### BRIEF
Of the lines listed below, return exactly those that run from the line containing "Target: man in light suit" through the line containing "Target: apron", both included.

### Region pointing data
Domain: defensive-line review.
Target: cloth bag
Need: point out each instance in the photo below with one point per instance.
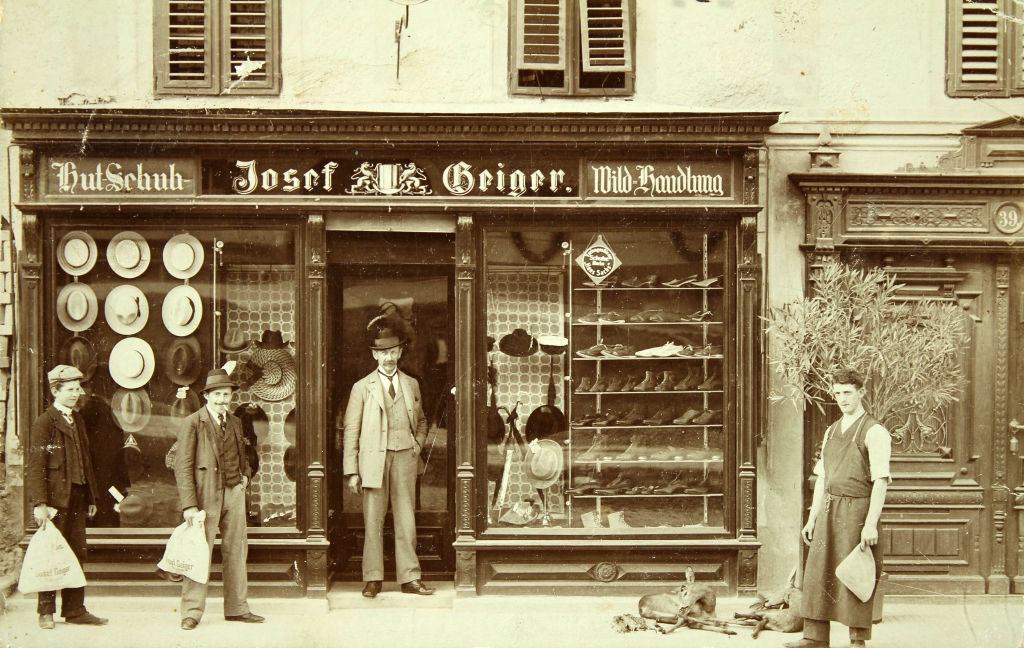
(49, 563)
(857, 572)
(186, 553)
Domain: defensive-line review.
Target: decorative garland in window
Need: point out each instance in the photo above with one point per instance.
(554, 247)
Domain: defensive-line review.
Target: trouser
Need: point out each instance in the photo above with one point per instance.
(225, 510)
(398, 486)
(818, 631)
(71, 522)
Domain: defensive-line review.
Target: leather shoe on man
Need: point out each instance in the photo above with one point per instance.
(86, 618)
(372, 589)
(248, 617)
(416, 587)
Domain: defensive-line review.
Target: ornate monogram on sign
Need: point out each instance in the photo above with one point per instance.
(389, 179)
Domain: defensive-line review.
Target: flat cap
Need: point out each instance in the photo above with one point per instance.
(64, 374)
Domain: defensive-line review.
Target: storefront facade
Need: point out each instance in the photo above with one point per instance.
(172, 243)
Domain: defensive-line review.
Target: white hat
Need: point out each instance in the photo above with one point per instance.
(126, 309)
(77, 253)
(77, 306)
(131, 362)
(182, 310)
(128, 254)
(183, 256)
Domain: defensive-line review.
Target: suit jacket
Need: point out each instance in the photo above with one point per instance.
(366, 426)
(46, 478)
(197, 461)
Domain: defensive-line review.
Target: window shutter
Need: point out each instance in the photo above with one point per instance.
(184, 47)
(977, 39)
(541, 32)
(605, 36)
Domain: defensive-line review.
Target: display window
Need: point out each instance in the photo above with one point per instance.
(145, 312)
(609, 354)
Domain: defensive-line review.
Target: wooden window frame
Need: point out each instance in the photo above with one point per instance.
(218, 81)
(573, 57)
(1010, 53)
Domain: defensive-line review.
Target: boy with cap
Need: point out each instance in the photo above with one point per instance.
(212, 474)
(59, 475)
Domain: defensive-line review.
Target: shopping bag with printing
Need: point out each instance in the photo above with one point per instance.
(186, 553)
(49, 563)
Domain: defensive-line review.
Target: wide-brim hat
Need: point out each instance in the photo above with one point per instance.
(80, 353)
(131, 362)
(77, 253)
(276, 381)
(544, 463)
(182, 310)
(128, 254)
(518, 343)
(183, 256)
(77, 306)
(132, 408)
(126, 309)
(182, 362)
(553, 344)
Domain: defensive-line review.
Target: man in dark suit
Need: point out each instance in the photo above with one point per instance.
(59, 475)
(212, 474)
(384, 433)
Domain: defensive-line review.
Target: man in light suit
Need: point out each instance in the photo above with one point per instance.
(384, 433)
(212, 474)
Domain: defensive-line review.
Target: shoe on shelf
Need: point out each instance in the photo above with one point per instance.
(647, 384)
(668, 382)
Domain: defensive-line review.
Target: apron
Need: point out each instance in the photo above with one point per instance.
(837, 530)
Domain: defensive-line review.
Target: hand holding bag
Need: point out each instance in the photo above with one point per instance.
(49, 563)
(186, 553)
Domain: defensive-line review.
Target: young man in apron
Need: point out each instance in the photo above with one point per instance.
(849, 492)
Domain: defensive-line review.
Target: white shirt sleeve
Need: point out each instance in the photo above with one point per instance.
(879, 444)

### WRITTEN SOLUTION
Target: man in light suit
Need: point out each instance in the photo above with one point per instance.
(384, 433)
(212, 474)
Domain: defensive-line review.
Target: shoe on shelf
Need: point out each instance in the photo above with one point per instance.
(647, 384)
(668, 382)
Domain: defensive-line review.
Target: apron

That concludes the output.